# 1934 Rollfast... My Oldest Bicycle



## HARPO (Jun 23, 2016)

This is actually the oldest bike in my collection. I had it checked out, and it was dated 1934. Pretty great condition for its age. I've had it for many years, and I'm thinking on selling at some point. Any idea as to the value?
Thanks, Fred


----------



## Craig Allen (Jun 23, 2016)

I might be interested in it. Thank you. Craig Allen 


HARPO said:


> This is actually the oldest bike in my collection. I had it checked out, and it was dated 1934. Pretty great condition for its age. I've had it for many years, and I'm thinking on selling at some point. Any idea as to the value?
> Thanks, FredView attachment 332108 View attachment 332109 View attachment 332110 View attachment 332112 View attachment 332113 View attachment 332114 View attachment 332116 View attachment 332117 View attachment 332119


----------



## Freqman1 (Jun 23, 2016)

A nice bike but a girls and base model so I would think somewhere in the $250 range. V/r Shawn


----------



## HARPO (Jun 23, 2016)

If anyone is interested it (_should I decide to sell it)_, it would need to be picked up on Long Island. Sorry, but it won't be shipped...
Also, I received two PM's stating that $500 would reasonable.


----------



## Jarod24 (Jun 23, 2016)

Didn't you post this bike a few months ago stating the same thing?


----------



## HARPO (Jun 23, 2016)

**WHAT TO DO**
1. Write out the part of the 1934 Rollfast thread that opens with the words containing "If anyone is" and closes with "the same thing?".
2. Answer these questions from the 1934 Rollfast thread:
(a) What year was the bicycle dated to when it was checked out?
(b) What price range did Freqman1 suggest?
(c) Where would a buyer have to pick up the bicycle?
3. In the 1934 Rollfast thread, why does Freqman1 put the bicycle's value at around $250? Answer in one to three sentences.

**RECORDED INFORMATION**
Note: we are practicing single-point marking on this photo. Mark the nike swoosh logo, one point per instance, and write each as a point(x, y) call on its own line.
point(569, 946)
---
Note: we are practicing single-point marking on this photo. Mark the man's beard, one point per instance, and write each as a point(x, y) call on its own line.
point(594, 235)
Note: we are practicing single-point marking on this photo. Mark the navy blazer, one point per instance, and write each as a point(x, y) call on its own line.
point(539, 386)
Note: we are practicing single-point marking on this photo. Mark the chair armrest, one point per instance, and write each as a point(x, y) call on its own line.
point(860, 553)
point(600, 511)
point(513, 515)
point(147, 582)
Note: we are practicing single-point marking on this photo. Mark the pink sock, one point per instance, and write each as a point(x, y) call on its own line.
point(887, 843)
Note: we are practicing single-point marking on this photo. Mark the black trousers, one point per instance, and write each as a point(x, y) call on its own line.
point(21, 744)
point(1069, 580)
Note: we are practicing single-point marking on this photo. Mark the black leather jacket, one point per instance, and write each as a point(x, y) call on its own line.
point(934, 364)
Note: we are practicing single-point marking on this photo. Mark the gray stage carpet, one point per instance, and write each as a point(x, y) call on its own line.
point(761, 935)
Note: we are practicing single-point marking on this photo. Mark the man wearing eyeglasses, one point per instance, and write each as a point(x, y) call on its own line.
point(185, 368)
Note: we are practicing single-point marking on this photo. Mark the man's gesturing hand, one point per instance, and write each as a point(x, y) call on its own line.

**ANSWERS BY TASK**
1.
If anyone is interested it (_should I decide to sell it)_, it would need to be picked up on Long Island. Sorry, but it won't be shipped...
Also, I received two PM's stating that $500 would reasonable.


----------



## Jarod24 (Jun 23, 2016)

Didn't you post this bike a few months ago stating the same thing?

2.
(a) 1934
(b) Somewhere in the $250 range
(c) Long Island

3. Freqman1 calls it a nice bike but notes that it is a girls' bike and a base model. On that basis, Freqman1 puts the value somewhere in the $250 range.